TASK DETAILS. Where a line below includes the word "output", copy that line.

Segment Start: SOURCE RECORDS

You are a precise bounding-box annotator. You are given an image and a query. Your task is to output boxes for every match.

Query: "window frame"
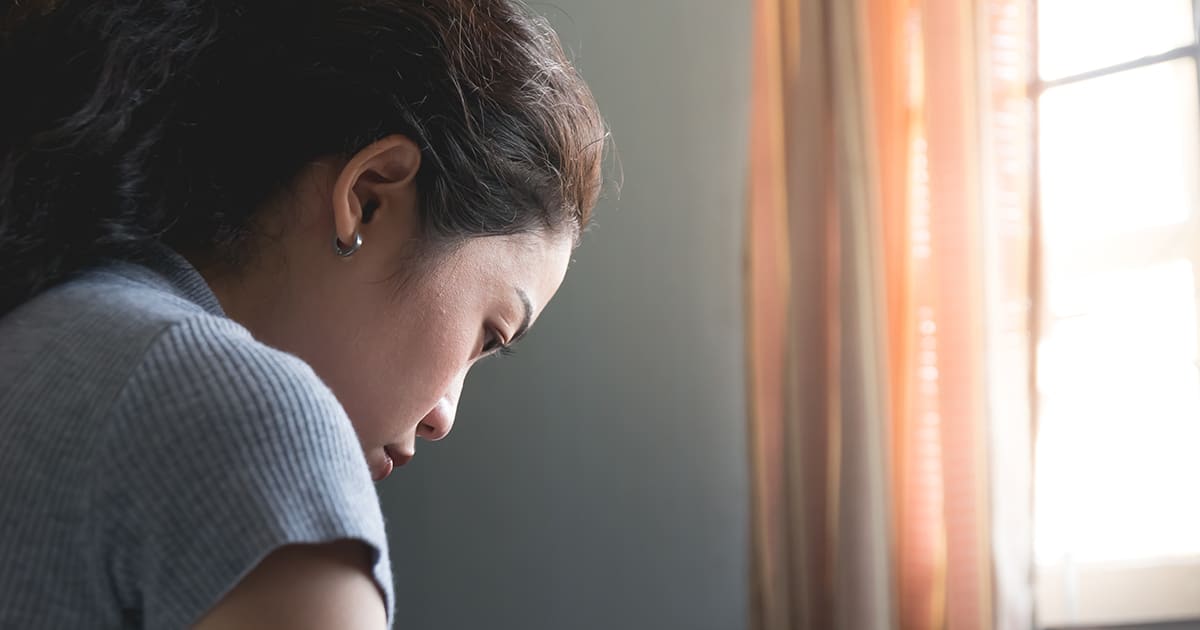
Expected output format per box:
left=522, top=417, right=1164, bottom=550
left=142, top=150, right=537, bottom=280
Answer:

Segment End: SOURCE RECORDS

RESPONSE.
You are a precise bounding-box annotator. You are given an image and a query. Your task is to output boxes for every match.
Expected output format per box:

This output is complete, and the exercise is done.